**Listed entries:**
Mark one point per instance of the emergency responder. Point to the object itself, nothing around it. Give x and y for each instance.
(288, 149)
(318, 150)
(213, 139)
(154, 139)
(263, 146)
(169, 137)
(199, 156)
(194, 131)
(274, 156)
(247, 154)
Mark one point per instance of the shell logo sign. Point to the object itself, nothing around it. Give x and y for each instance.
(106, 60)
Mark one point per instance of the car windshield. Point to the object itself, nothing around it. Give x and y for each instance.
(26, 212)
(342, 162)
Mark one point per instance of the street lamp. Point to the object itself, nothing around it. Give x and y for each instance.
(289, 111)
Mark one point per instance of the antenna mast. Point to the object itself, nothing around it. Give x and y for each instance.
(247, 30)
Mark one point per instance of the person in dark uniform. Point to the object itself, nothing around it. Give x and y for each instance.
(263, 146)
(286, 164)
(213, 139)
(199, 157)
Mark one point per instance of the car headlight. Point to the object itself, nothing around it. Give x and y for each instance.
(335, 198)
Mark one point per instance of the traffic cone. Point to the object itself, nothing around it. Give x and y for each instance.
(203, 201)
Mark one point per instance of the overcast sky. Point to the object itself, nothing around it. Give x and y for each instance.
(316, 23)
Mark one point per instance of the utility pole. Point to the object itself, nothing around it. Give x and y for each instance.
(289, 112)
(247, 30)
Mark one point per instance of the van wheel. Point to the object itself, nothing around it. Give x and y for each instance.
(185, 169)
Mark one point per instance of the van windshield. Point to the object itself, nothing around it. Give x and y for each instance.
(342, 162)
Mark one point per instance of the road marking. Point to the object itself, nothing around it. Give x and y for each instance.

* * *

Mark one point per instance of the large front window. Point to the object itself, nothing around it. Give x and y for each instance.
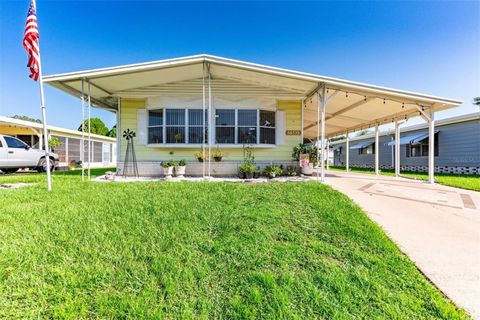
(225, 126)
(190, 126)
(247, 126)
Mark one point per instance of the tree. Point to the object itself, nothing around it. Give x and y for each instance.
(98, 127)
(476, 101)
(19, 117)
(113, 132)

**Set exercise:**
Find each line in the records that contains the string "windshield", matching case exactly, and copy those lines in full.

**Answer to this exercise:**
Mark one point per instance of the car windshield. Point to the object itself, nothing around it. Give x and y for each instance.
Mark one point per instance of the van windshield. Point to the object itself, nothing around it. Give x and y for each instance.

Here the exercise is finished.